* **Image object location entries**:
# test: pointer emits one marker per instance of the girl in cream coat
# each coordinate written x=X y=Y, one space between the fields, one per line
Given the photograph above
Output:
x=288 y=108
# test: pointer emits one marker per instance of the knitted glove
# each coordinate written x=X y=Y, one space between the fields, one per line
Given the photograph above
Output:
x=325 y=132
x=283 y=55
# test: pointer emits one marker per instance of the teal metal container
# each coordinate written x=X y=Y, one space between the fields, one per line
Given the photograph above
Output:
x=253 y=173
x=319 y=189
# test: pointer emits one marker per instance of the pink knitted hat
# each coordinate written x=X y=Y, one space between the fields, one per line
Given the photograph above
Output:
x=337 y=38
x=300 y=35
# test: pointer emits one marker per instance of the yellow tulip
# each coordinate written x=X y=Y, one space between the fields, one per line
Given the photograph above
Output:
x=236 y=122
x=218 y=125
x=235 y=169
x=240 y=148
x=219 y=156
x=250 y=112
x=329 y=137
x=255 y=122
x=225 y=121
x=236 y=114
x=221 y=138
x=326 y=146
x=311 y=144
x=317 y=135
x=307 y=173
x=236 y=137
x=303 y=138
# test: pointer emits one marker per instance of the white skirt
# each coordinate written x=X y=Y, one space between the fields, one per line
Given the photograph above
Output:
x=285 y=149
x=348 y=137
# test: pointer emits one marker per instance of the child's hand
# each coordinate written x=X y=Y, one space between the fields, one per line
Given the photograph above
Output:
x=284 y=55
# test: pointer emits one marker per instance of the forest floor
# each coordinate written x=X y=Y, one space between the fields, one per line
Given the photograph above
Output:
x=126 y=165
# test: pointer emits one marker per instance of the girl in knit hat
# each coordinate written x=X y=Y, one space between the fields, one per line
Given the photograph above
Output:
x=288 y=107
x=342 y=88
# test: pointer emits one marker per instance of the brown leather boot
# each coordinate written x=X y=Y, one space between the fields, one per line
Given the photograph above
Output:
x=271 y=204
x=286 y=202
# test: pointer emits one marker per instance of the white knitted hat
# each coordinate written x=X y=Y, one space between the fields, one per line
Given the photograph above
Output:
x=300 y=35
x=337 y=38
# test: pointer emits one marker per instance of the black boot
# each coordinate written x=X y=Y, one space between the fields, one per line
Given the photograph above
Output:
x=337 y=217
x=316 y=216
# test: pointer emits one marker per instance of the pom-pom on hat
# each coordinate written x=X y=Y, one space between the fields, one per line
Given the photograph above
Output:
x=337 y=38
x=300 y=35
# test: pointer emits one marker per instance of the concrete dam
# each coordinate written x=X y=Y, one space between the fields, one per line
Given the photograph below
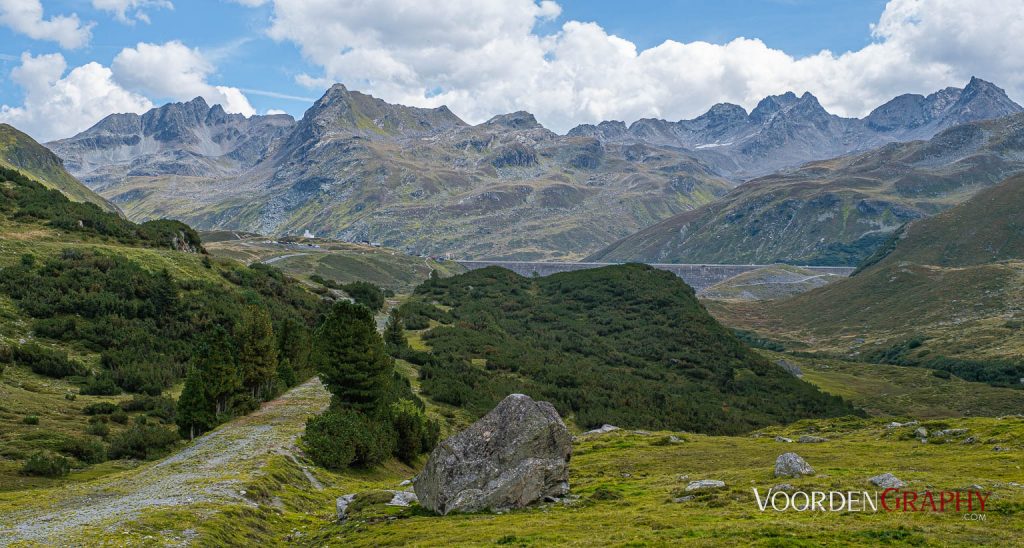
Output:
x=697 y=276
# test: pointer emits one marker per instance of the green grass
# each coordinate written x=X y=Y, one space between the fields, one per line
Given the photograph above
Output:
x=282 y=508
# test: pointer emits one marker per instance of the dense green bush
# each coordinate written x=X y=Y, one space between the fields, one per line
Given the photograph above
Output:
x=101 y=384
x=100 y=408
x=86 y=450
x=141 y=440
x=97 y=428
x=160 y=407
x=417 y=314
x=46 y=465
x=342 y=437
x=46 y=362
x=629 y=345
x=28 y=200
x=366 y=294
x=415 y=434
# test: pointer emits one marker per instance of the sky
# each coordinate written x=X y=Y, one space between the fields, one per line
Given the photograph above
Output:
x=67 y=64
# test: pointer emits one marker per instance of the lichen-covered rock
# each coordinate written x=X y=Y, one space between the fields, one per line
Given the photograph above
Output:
x=887 y=480
x=701 y=485
x=792 y=465
x=515 y=455
x=342 y=506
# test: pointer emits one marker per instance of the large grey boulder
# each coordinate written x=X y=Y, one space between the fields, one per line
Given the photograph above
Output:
x=515 y=455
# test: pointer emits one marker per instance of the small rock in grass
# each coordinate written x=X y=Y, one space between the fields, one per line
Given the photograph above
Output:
x=792 y=465
x=705 y=483
x=401 y=498
x=602 y=430
x=887 y=480
x=342 y=506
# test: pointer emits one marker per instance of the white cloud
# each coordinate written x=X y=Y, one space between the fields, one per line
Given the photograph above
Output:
x=482 y=57
x=57 y=106
x=129 y=11
x=173 y=70
x=26 y=16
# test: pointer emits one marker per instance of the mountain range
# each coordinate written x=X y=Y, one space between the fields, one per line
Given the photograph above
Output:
x=423 y=180
x=18 y=151
x=837 y=211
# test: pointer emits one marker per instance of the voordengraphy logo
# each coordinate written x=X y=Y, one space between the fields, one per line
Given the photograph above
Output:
x=890 y=500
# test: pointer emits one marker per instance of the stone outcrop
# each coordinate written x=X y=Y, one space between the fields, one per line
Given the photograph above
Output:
x=515 y=455
x=792 y=465
x=887 y=480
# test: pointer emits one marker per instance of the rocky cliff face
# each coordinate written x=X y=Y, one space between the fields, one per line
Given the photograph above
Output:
x=188 y=139
x=837 y=211
x=785 y=130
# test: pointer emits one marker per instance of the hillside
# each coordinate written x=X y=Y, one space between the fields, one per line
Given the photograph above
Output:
x=784 y=130
x=629 y=345
x=20 y=152
x=837 y=211
x=100 y=321
x=947 y=295
x=331 y=259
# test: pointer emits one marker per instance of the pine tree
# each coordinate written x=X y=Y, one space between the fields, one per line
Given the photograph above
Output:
x=351 y=359
x=394 y=333
x=294 y=345
x=195 y=411
x=257 y=356
x=218 y=370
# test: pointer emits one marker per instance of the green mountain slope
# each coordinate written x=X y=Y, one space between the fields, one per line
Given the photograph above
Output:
x=629 y=345
x=20 y=152
x=948 y=294
x=837 y=211
x=99 y=323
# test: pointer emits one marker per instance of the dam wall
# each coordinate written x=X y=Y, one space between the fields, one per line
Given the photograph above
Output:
x=696 y=276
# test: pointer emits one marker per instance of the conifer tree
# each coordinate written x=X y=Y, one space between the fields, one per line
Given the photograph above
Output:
x=351 y=360
x=195 y=413
x=218 y=370
x=394 y=333
x=294 y=344
x=257 y=355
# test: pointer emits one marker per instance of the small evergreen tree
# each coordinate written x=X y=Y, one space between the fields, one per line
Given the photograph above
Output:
x=394 y=333
x=257 y=355
x=351 y=360
x=294 y=345
x=195 y=410
x=218 y=370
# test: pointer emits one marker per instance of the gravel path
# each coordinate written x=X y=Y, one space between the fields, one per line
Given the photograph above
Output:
x=209 y=469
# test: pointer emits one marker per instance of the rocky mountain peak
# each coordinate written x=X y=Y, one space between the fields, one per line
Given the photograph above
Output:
x=516 y=120
x=772 y=104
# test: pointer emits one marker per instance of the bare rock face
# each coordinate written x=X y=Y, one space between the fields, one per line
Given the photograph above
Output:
x=515 y=455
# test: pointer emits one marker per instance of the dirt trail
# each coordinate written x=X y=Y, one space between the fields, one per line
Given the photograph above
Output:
x=210 y=469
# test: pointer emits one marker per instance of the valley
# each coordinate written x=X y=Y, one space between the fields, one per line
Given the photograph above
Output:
x=645 y=327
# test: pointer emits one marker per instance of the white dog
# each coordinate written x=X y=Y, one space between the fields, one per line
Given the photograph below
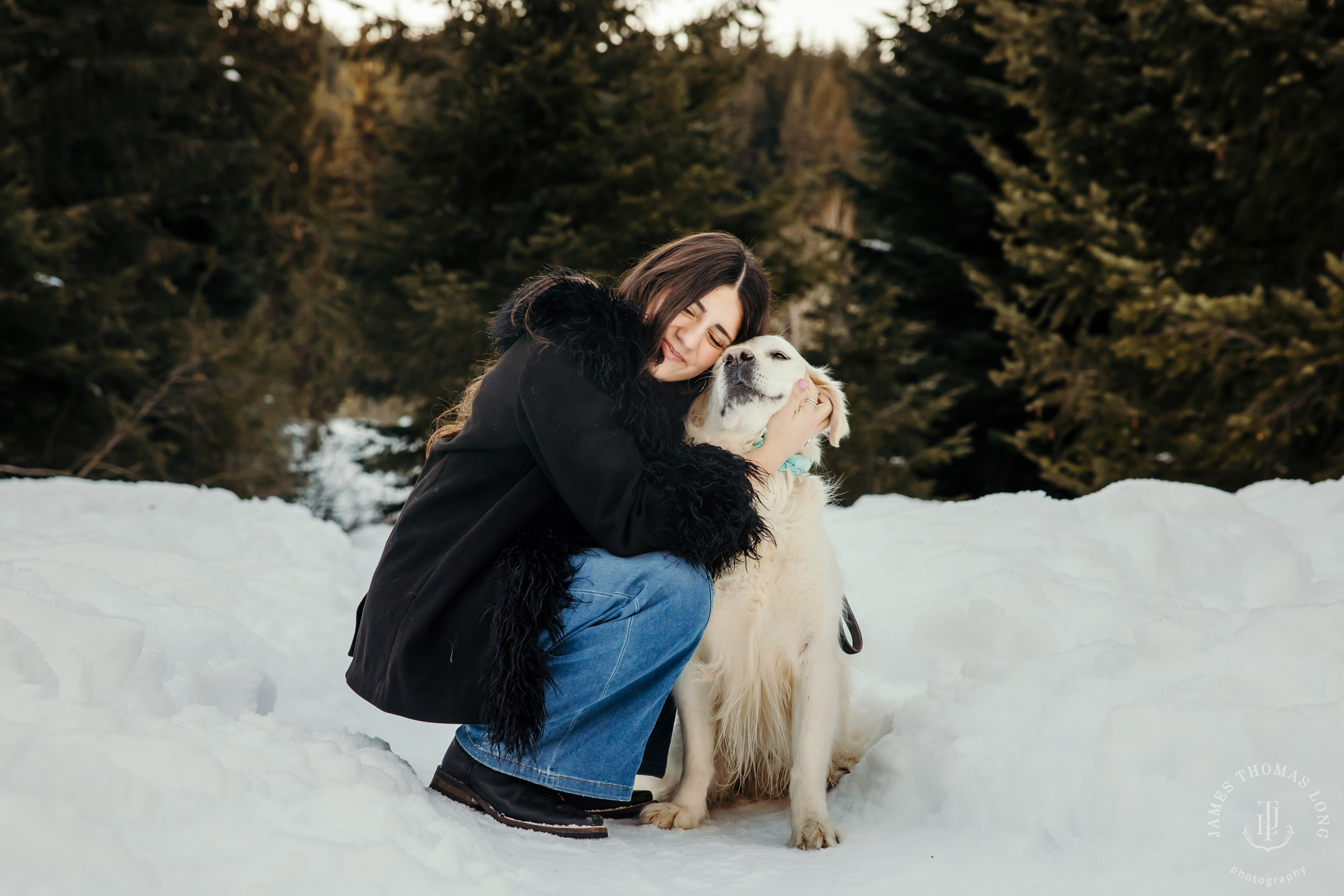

* **Your instructions**:
Render the records above as a JSON list of strings with one string per line. Skip blank lines and leave out the pictures.

* **The result**:
[
  "# test: pointer emits one marker per instance of the girl in cream coat",
  "# each coordinate written x=X y=Y, one space between the fields, one per line",
  "Given the photograph above",
  "Output:",
  "x=288 y=108",
  "# test: pointer emits one marker per instance of the knitted glove",
  "# each coordinate written x=X y=Y, one space between the fields, one per line",
  "Given the photograph above",
  "Output:",
  "x=325 y=132",
  "x=283 y=55",
  "# test: pointer emits one marker per instance of the teal metal container",
  "# each coordinate written x=X y=Y, one space between the fields, one per line",
  "Given the photograph above",
  "Output:",
  "x=253 y=173",
  "x=319 y=189",
  "# test: pointer emits one marker per instance of the pink knitted hat",
  "# each coordinate written x=X y=Y, one space between the fields, one per line",
  "Given the photograph above",
  "Output:",
  "x=337 y=38",
  "x=300 y=35",
  "# test: pointer emits one marker per instance of the yellow tulip",
  "# each coordinate written x=X y=Y, one space between the fields, one per line",
  "Given the photograph above",
  "Output:",
  "x=236 y=122",
  "x=218 y=125",
  "x=235 y=169",
  "x=240 y=148",
  "x=219 y=156",
  "x=250 y=112",
  "x=329 y=137",
  "x=255 y=122",
  "x=225 y=121",
  "x=236 y=114",
  "x=221 y=138",
  "x=326 y=146",
  "x=311 y=144",
  "x=317 y=135",
  "x=307 y=173",
  "x=236 y=137",
  "x=303 y=138",
  "# test: pointer emits one marker per instance of the white skirt",
  "# each coordinate written x=X y=Y, one space between the fields, one per line",
  "Given the photograph above",
  "Output:",
  "x=285 y=149",
  "x=348 y=137",
  "# test: pointer emits one marker per instance of the child's hand",
  "# each coordinate written x=X y=Y, one space between the fields, one per line",
  "Given the photograph above",
  "Output:",
  "x=284 y=55",
  "# test: pointer emits one marker per instance of the forest floor",
  "# each coordinate written x=X y=Y, one space between the fields, one per line",
  "Given the photograph above",
  "Output:",
  "x=126 y=165",
  "# test: pointer emits one marker per instance of the girl in knit hat",
  "# each coordinate written x=X y=Y, one space between the fields, one per line",
  "Given the photograph above",
  "Output:",
  "x=288 y=107",
  "x=342 y=88",
  "# test: pointer emits one marker per instance of the brown leather boot",
  "# each coordinate written x=X y=Y, one space between the fields, one per line",
  "Given the photograph above",
  "Output:",
  "x=271 y=204",
  "x=286 y=202",
  "# test: pointer emits one marker per instance of the white knitted hat",
  "# each coordinate written x=X y=Y, one space between the fields, one per line",
  "Given the photograph above",
  "Output:",
  "x=300 y=35",
  "x=337 y=38",
  "# test: pointer emits one marker per instance of the black boot",
  "# each coordinate written x=X y=Y, one space between the fields, one per line",
  "Given the photograph above",
  "Output:",
  "x=337 y=217",
  "x=316 y=216",
  "# test: pointer emits one marker per instance of the pom-pom on hat",
  "# each coordinate written x=X y=Y, one space between the fields, one per line",
  "Given the photograph above",
  "Output:",
  "x=337 y=38",
  "x=300 y=35",
  "# test: pointer emits one marker per instance of the concrete dam",
  "# each coordinate written x=X y=Y, one space between the fields, one per line",
  "Given the photograph below",
  "Output:",
  "x=697 y=276",
  "# test: pointer emits one marker per instance of the green grass",
  "# each coordinate written x=X y=Y, one space between the fields, one per line",
  "Given the photograph above",
  "Output:",
  "x=282 y=508",
  "# test: pointer emits one marker per instance of the dense green bush",
  "# each coordinate written x=X y=Y, one space between the fields, one per line",
  "Given the photograph above",
  "Output:",
  "x=101 y=384",
  "x=100 y=408",
  "x=86 y=450",
  "x=141 y=440",
  "x=97 y=428",
  "x=160 y=407",
  "x=417 y=314",
  "x=46 y=465",
  "x=342 y=437",
  "x=46 y=362",
  "x=629 y=345",
  "x=28 y=200",
  "x=366 y=294",
  "x=415 y=434",
  "# test: pointer emits one marker per instance of the sky",
  "# each coordinate written x=X y=Y, one space between the fields, one per line",
  "Given the photograph above",
  "Output:",
  "x=67 y=64",
  "# test: pointer emits one marker per instance of the lichen-covered rock",
  "# each coordinate written x=X y=Y, one space between the fields, one per line",
  "Given the photograph above",
  "Output:",
  "x=887 y=480",
  "x=701 y=485",
  "x=792 y=465",
  "x=515 y=455",
  "x=342 y=506",
  "# test: pointer emits one marker per instance of the large grey boulder",
  "# each coordinate written x=X y=Y, one space between the fields, one per line",
  "Given the photograph above",
  "Output:",
  "x=515 y=455",
  "# test: pointer emits one marker per instance of the small rock in grass",
  "# each coordinate written x=X y=Y, one space between the fields, one per line",
  "Given the photograph above",
  "Output:",
  "x=792 y=465",
  "x=705 y=483",
  "x=401 y=498",
  "x=602 y=430",
  "x=887 y=480",
  "x=342 y=506",
  "# test: pointer emits one marker per instance of the white cloud",
  "# each coordinate written x=X y=Y, one space between the fields, one per line",
  "Given the photograph above",
  "Output:",
  "x=482 y=57",
  "x=57 y=106",
  "x=129 y=11",
  "x=173 y=70",
  "x=26 y=16",
  "# test: pointer emits one marker per instance of the mountain range",
  "# each coordinate written x=X y=Y, one space between the fields, one per line",
  "Given the photograph above",
  "Output:",
  "x=423 y=180",
  "x=18 y=151",
  "x=837 y=211",
  "# test: pointer emits one marker per instance of the voordengraphy logo",
  "# each coordinate written x=X y=Y, one space between the fields, one per line",
  "Given the photograph above",
  "Output:",
  "x=890 y=500",
  "# test: pointer emits one marker per instance of the stone outcrop",
  "# each coordinate written x=X y=Y, one space between the fields, one per line",
  "Given the photograph above",
  "Output:",
  "x=515 y=455",
  "x=792 y=465",
  "x=887 y=480",
  "# test: pointer emits one marker per instance of the rocky cliff face",
  "# each coordinate written x=X y=Y, one space between the fields, one per line",
  "Given the photograph above",
  "Output:",
  "x=188 y=139",
  "x=837 y=211",
  "x=785 y=130",
  "# test: pointer emits one marker per instance of the hillside",
  "# each coordinate written x=X y=Y, one space between the fields, one per line",
  "Given the photograph above",
  "Output:",
  "x=784 y=130",
  "x=629 y=345",
  "x=20 y=152",
  "x=837 y=211",
  "x=100 y=321",
  "x=947 y=295",
  "x=331 y=259",
  "# test: pointer emits one marker per instance of the pine tree",
  "# each coordinate written x=X y=Y, one space between the fields, one per line",
  "Given the photograph above",
  "Output:",
  "x=351 y=359",
  "x=394 y=333",
  "x=294 y=345",
  "x=195 y=411",
  "x=257 y=356",
  "x=218 y=370",
  "# test: pointer emits one marker per instance of the green mountain slope",
  "# each coordinate written x=X y=Y, one space between the fields, one per line",
  "Given the photograph above",
  "Output:",
  "x=629 y=345",
  "x=20 y=152",
  "x=948 y=294",
  "x=837 y=211",
  "x=99 y=323",
  "# test: pointer emits one marker per instance of the dam wall",
  "# each coordinate written x=X y=Y, one space between the fields, one per line",
  "Given the photograph above",
  "Output:",
  "x=696 y=276",
  "# test: pointer emits one marker per instance of the conifer tree",
  "# each coordinate written x=X y=Y, one space between the fields, one per line",
  "Given the photograph above",
  "Output:",
  "x=351 y=360",
  "x=195 y=413",
  "x=218 y=370",
  "x=394 y=333",
  "x=294 y=344",
  "x=257 y=355",
  "# test: pointer emits one marker per instance of the small evergreen tree",
  "# each coordinate written x=X y=Y, one space between the fields, one per line",
  "Given the photograph above",
  "Output:",
  "x=394 y=333",
  "x=257 y=355",
  "x=351 y=360",
  "x=294 y=345",
  "x=195 y=410",
  "x=218 y=370",
  "# test: pointer emits one marker per instance of the gravel path",
  "# each coordinate written x=X y=Y, one space between the fields, one per line",
  "Given the photograph above",
  "Output:",
  "x=209 y=469",
  "# test: pointer emits one marker per instance of the rocky mountain peak",
  "# each coordinate written x=X y=Y, one space between the fields, one per line",
  "Given the photograph above",
  "Output:",
  "x=516 y=120",
  "x=772 y=104",
  "# test: pointer emits one marker per instance of the bare rock face",
  "# each coordinate written x=X y=Y, one space between the fields, one per line",
  "Given the photograph above",
  "Output:",
  "x=515 y=455",
  "# test: pointer emits one marker per instance of the dirt trail",
  "# each coordinate written x=X y=Y, one space between the fields, one per line",
  "Given the photograph above",
  "Output:",
  "x=210 y=469",
  "# test: pointer emits one marker per instance of the valley",
  "# each coordinate written x=X y=Y, one space between the fields, one per line",
  "Given the photograph above",
  "Output:",
  "x=645 y=327",
  "# test: pointer emits one marker per instance of the white dog",
  "# each coordinate written x=X y=Y, one space between the fields, one per line",
  "Given the photograph below"
]